▶ **Task description**
One part of the entries below is wanted: the lines from the one containing "need bbox / blue sky" through the one containing "need bbox / green leaf". Write those out exactly and nothing else.

▶ **Stored data entries**
↓
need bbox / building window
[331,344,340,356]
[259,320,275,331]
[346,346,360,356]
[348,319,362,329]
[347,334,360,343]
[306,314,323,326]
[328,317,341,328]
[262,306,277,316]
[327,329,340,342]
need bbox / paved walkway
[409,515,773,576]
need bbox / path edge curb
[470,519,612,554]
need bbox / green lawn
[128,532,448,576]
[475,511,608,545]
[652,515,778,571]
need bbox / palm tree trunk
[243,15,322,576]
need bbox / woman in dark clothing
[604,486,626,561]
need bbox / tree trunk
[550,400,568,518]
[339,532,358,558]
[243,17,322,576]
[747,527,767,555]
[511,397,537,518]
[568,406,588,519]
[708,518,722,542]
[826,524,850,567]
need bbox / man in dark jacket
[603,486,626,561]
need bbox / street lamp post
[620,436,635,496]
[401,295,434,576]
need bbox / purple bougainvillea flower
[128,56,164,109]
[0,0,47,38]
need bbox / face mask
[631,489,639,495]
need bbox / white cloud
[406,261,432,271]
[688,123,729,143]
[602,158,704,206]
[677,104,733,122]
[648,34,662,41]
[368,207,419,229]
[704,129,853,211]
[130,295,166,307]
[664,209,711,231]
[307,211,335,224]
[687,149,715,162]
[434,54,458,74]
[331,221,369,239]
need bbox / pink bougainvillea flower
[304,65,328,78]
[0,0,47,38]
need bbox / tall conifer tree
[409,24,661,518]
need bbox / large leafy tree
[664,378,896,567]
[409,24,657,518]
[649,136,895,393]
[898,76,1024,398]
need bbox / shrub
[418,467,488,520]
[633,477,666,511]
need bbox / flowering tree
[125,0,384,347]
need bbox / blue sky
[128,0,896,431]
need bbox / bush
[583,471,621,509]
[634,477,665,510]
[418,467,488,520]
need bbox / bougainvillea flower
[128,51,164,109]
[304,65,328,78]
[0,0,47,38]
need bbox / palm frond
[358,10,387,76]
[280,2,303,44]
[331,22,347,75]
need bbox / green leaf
↑
↓
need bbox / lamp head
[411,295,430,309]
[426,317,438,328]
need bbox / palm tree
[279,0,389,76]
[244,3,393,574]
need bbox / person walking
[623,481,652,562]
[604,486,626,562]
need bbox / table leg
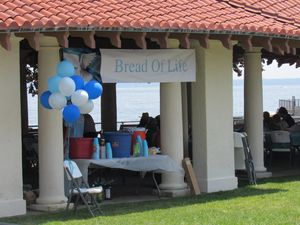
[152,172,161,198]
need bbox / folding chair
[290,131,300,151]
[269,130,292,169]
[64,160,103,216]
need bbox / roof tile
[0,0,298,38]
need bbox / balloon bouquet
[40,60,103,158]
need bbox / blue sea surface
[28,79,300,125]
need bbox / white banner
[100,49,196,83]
↑
▶ **Exercise result**
need bbox / blue sky
[128,0,896,431]
need bbox / bush
[583,471,621,509]
[634,477,665,510]
[418,467,488,520]
need bbox / bougainvillea flower
[128,51,164,109]
[304,65,328,78]
[0,0,47,38]
need bbox / palm frond
[358,10,387,76]
[280,2,303,44]
[331,22,347,75]
need bbox / green leaf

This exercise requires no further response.